(A block of data)
+---+

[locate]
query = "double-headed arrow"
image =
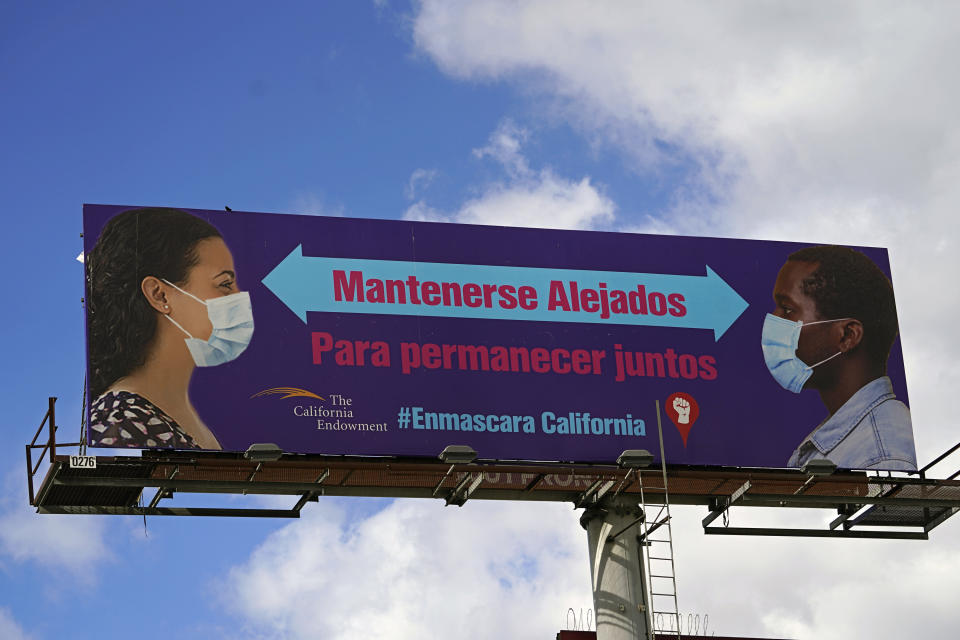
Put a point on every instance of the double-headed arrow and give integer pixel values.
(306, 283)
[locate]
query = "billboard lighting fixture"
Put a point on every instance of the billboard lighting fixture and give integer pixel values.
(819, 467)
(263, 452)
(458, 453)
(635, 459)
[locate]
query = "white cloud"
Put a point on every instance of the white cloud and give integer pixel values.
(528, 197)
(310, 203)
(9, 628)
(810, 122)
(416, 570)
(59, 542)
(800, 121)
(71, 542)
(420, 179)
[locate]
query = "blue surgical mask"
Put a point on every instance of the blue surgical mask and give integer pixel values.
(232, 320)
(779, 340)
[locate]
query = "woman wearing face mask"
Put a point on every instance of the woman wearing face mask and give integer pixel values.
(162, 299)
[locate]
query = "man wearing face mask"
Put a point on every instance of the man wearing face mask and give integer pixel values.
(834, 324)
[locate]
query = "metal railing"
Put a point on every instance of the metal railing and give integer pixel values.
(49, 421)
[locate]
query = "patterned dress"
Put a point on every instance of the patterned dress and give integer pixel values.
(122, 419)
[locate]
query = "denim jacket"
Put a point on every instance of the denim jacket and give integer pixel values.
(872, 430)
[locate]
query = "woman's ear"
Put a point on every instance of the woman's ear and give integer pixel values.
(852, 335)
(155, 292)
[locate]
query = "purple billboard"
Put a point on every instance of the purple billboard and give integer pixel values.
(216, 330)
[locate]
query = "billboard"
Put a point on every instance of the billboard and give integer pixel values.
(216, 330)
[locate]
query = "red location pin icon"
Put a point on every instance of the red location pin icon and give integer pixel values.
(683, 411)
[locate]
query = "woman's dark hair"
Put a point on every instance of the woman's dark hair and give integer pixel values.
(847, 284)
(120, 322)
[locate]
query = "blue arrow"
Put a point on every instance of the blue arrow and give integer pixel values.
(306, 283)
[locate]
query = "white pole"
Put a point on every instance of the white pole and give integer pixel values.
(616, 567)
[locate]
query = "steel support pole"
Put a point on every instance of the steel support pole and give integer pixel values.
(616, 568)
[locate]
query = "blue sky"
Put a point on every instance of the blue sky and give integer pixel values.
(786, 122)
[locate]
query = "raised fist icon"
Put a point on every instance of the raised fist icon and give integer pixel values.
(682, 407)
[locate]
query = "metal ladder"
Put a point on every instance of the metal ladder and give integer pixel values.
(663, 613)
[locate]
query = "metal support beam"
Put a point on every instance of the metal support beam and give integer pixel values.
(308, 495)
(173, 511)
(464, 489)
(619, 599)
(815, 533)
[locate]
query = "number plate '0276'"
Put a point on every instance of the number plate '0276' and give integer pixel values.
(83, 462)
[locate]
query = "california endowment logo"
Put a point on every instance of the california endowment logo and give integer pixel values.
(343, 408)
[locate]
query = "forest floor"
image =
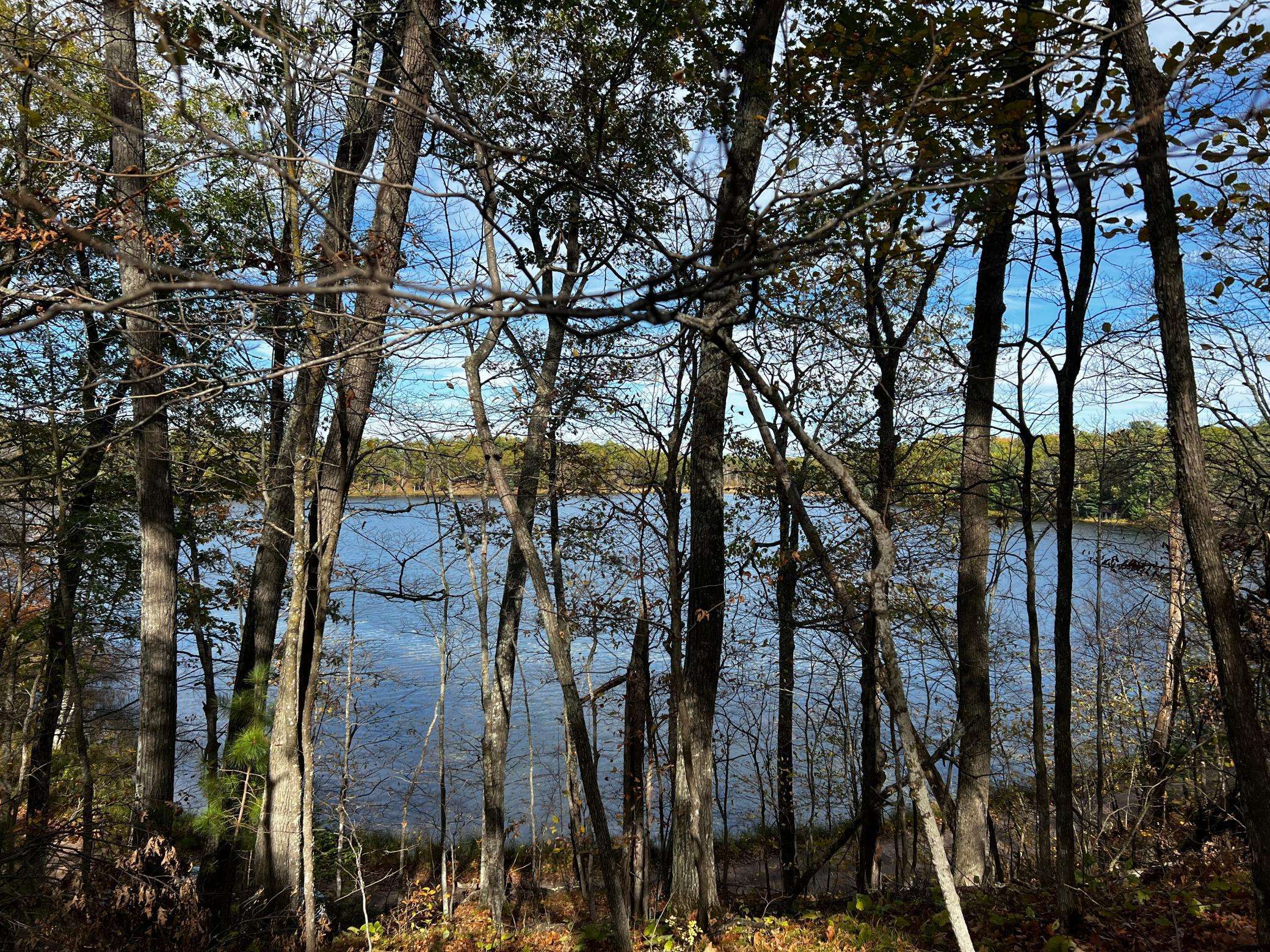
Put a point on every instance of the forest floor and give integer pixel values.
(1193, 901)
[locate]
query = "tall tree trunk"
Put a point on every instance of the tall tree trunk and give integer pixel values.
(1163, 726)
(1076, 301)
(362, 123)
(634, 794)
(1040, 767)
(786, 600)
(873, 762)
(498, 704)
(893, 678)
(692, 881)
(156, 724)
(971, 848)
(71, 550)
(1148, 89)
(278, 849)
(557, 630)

+---+

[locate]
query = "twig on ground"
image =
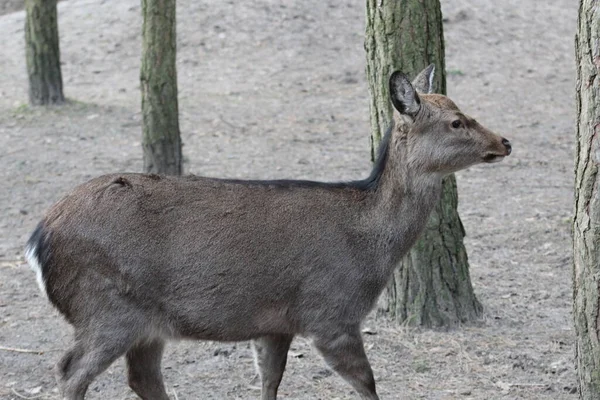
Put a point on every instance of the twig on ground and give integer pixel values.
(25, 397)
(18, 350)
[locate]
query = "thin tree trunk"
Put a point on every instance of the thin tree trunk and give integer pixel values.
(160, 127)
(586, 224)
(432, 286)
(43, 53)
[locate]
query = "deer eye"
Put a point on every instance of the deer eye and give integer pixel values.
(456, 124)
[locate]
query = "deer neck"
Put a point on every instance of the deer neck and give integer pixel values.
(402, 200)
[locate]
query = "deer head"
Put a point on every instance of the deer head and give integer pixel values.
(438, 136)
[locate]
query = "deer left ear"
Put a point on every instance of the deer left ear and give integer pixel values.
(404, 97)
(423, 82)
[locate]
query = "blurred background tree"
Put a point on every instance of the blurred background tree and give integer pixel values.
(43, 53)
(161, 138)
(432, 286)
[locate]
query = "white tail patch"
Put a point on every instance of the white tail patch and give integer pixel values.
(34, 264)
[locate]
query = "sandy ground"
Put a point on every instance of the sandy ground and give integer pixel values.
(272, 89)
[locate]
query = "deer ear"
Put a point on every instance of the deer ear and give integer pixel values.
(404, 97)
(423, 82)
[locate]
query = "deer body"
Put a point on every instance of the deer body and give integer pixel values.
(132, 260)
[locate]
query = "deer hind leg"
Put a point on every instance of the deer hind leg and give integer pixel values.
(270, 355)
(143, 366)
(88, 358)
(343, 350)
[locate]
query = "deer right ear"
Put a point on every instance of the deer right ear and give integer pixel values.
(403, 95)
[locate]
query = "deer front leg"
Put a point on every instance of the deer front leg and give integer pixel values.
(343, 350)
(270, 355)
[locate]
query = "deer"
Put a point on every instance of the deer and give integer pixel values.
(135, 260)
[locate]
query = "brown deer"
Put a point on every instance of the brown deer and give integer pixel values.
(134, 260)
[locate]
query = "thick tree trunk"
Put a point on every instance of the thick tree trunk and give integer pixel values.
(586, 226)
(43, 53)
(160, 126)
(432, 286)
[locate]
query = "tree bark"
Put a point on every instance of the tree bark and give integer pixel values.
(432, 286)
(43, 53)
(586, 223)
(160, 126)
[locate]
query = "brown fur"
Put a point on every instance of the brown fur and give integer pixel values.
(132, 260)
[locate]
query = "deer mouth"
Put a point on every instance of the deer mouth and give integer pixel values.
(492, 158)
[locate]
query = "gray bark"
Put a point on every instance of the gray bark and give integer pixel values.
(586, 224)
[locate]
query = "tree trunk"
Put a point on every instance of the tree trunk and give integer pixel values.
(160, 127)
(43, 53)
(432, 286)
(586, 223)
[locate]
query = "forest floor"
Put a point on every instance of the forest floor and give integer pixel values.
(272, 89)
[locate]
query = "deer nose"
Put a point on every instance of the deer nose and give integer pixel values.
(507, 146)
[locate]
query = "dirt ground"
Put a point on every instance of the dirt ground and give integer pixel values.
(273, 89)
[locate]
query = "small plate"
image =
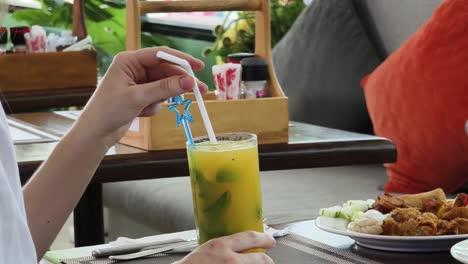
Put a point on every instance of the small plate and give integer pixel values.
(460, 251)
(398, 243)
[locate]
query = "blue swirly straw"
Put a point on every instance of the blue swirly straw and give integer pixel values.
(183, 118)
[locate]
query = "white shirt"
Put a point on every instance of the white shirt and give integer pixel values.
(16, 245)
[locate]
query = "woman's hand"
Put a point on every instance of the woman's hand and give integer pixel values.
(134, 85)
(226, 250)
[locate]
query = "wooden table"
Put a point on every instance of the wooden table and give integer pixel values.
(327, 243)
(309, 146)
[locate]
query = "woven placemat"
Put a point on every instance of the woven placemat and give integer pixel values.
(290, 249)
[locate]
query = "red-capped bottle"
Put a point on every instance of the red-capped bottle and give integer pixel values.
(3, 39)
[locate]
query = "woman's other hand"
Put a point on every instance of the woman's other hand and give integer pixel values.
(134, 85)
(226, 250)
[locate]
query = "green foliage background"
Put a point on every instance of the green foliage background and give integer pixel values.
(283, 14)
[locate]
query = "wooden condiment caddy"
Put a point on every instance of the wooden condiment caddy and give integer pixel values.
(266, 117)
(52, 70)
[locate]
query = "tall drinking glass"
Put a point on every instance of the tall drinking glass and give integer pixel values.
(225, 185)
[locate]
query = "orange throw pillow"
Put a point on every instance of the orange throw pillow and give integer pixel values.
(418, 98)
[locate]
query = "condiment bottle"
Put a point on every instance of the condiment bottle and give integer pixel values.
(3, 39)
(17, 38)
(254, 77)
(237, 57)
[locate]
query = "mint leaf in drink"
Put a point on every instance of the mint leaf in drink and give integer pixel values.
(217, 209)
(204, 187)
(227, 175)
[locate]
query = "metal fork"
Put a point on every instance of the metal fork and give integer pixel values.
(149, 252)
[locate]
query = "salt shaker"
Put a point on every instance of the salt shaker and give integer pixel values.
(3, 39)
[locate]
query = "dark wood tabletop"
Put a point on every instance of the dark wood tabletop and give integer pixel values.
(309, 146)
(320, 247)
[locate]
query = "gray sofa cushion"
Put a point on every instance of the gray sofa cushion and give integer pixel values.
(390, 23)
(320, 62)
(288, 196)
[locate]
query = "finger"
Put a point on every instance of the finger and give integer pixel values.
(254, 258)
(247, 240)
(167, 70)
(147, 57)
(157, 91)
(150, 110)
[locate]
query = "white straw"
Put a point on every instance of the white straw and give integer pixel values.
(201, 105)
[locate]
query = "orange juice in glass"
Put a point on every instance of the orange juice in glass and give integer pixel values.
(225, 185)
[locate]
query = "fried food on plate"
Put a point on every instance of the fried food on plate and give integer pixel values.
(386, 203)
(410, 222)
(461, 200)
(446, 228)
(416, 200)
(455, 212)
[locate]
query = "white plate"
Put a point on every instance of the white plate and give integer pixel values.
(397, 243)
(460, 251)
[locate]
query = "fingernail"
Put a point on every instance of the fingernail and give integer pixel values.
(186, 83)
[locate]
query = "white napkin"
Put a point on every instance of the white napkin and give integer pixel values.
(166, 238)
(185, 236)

+---+

Short task - Pick out each line of the data above that contains the string "purple", and copy those lines.

The output -
query = "purple billboard"
Put a point on every instance of the purple billboard and give integer pixel values.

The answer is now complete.